**Persyaratan Tugas**
Lanjutkan teks berita tentang usulan penghapusan skema BOOT dari RUU EBT, dimulai tepat setelah kalimat terakhirnya.

**Kutipan Terpilih**
┄┄┄┄┄┄

JAKARTA – Skema build, operate, own, transfer (BOOT) atau penyerahan aset kepada pemerintah diusulkan untuk tidak lagi dimasukkan dalam regulasi tertinggi, yakni Undang Undang Energi Baru Terbarukan (EBT). Pasalnya, skema BOOT disinyalir menjadi salah satu penghambat pengembangan EBT.

Irine Handika, Koordinator Bidang Hukum Kebijakan Energi Pusat Studi Energi Universitas Gadjah Mada, mengungkapkan skema BOOT yang diusung pemerintah sejak 2017 lalu merupakan skema yang diterjemahkan secara kebablasan jika memang pemerintah mendorong perannya dalam pengembangan EBT. Hak menguasai negara dalam pengelolaan energi seharusnya diimplementasikan dengan tepat.

“Hak menguasai negara sejauh apa, diatur sumber daya energi saja seperti UU eksisting. Sumber daya energi saja yang diatur atau energinya juga? Penguasaan apakah juga mencakup aset? Karena itu skema BOOT off side Pak Menteri (ESDM),” kata Irine dalam rapat dengar pendapat umum pembahasan RUU EBT di Komisi VII DPR, Senin (28/1).

Saat ini pembentukan Undang-Undang EBT dalam tahap penyusunan rancangan.

┄┄┄┄┄┄

**Bagian Data**

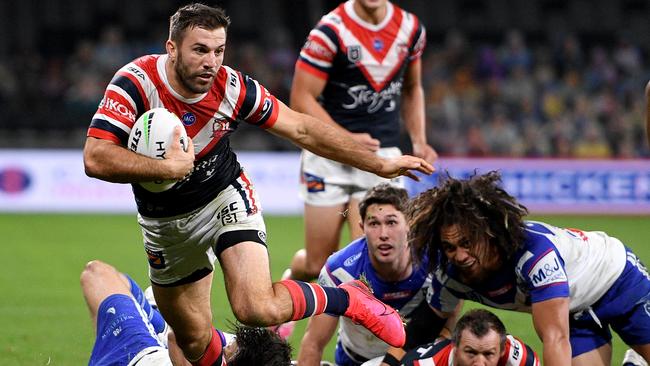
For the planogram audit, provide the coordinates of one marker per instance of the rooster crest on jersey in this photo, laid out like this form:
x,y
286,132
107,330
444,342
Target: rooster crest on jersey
x,y
151,136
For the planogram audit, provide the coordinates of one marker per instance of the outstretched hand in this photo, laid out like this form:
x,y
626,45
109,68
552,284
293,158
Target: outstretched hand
x,y
179,159
405,165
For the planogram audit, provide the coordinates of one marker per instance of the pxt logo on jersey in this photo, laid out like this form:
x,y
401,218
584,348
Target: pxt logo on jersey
x,y
377,44
354,53
156,258
188,118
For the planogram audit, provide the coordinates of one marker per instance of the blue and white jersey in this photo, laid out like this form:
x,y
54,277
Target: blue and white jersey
x,y
353,262
364,66
125,336
552,262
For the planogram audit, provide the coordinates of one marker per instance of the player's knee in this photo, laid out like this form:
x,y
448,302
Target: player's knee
x,y
92,271
192,343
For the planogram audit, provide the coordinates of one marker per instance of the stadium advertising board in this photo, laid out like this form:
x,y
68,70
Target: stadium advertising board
x,y
54,181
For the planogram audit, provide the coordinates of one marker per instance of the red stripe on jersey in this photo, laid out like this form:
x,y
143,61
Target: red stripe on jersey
x,y
387,35
297,298
242,96
312,70
321,299
135,81
102,134
249,193
274,114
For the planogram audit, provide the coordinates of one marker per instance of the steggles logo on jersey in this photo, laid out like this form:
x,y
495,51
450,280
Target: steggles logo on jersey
x,y
362,94
354,53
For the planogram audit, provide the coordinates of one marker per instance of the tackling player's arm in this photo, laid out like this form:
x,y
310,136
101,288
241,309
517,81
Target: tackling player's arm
x,y
305,90
318,333
551,321
106,160
426,324
413,112
328,141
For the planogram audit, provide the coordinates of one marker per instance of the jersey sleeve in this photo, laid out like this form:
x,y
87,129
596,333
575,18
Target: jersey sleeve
x,y
541,268
124,99
252,102
318,52
419,43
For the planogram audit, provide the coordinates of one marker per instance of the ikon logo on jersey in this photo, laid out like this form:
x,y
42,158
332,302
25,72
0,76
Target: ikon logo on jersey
x,y
547,270
188,118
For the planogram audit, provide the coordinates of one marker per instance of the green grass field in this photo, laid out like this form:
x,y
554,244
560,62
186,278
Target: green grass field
x,y
43,318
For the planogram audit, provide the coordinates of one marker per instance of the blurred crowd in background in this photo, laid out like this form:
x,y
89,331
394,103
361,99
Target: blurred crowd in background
x,y
511,93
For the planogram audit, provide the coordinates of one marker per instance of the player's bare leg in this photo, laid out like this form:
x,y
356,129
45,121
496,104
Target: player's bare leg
x,y
255,300
323,226
98,281
186,308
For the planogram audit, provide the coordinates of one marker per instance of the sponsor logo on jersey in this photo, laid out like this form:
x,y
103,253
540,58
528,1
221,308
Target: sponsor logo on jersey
x,y
316,49
354,53
350,260
14,180
547,270
113,105
363,95
220,126
314,183
188,118
377,44
156,258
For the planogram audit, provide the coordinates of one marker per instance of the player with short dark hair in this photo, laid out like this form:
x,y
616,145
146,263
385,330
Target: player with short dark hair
x,y
577,284
383,259
360,68
213,212
479,338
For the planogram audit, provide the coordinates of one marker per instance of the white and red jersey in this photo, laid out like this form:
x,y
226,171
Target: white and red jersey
x,y
208,119
364,65
441,353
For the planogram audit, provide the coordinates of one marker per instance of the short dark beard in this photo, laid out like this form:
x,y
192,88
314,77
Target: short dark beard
x,y
185,76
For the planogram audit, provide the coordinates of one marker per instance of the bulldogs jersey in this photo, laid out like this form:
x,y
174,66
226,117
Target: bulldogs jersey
x,y
364,65
353,262
552,262
440,353
208,119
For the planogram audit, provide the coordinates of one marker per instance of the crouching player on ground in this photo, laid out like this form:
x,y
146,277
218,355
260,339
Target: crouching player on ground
x,y
130,331
383,259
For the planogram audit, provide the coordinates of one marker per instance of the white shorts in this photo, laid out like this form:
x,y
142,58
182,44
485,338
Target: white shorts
x,y
182,249
324,182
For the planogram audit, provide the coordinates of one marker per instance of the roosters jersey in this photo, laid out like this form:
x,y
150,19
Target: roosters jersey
x,y
364,65
353,262
208,119
441,353
552,262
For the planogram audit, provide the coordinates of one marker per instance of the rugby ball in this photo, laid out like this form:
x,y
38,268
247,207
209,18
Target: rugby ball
x,y
151,136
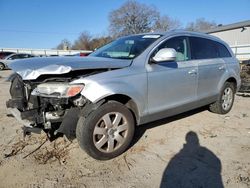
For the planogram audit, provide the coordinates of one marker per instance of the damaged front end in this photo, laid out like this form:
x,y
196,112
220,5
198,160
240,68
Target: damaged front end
x,y
50,104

┄┄┄┄┄┄

**Hasil Tugas**
Menurut Irene, keberadaan skema BOOT adalah konsekuensi dari ketiadaan regulasi inti yang mengatur tentang EBT. Karena itu, rencana pembentukan UU khusus EBT menjadi salah satu jalan keluar untuk mengisi kekosongan fondasi dalam penataan regulasi EBT.

“Ini peluang DPR untuk membuat aturan UU EBT, tidak ada lagi permen-permen yang jauh melampaui UU yang hierarkinya lebih tinggi,” kata.

Permen Energi dan Sumber Daya Mineral (ESDM) Nomor 50 Tahun 2017  dinilai tidak kondusif untuk investasi di sektor pembangkit listrik energi baru dan terbarukan. Pasalnya, dengan skema tersebut, aset pembangkit listrik milik perusahaan pengembang swasta akan menjadi milik PT PLN (Persero) setelah kontrak jual beli listrik berakhir.

Kemudian, masa kontrak juga telah diatur dalam Peraturan Menteri ESDM No 10/2017 yang menyebutkan bahwa maksimum masa kontrak berlaku 30 tahun setelah proyek beroperasi secara komersial.

Menurut Irine, perlu ada kejelasan UU EBT nantinya dengan adanya keberadaan UU energi lain, seperti minyak dan gas ataupun mineral dan batu bara agar tidak saling bersinggungan.

UU EBT juga bisa menjadi jalan masuk baru bagi pemberian insentif guna mempercepat pengembangan EBT.

Menurut Irene, Presiden Joko Widodo sudah banyak memberikan tax breaks. Dan UU memang seharus menyiapkan insentif, salah satunya berupa pembebasan PPh 10 tahun.

“Ini terlalu rinci sayangnya. Inti-intinya saja, pengurangan PPh atau PPN, dan bea masuk. Nanti Peraturan Menteri Keuangan (PMK) yang turunkan. Jadi tidak tumpang tindih dengan permen lain,” tandas Irine.(RI)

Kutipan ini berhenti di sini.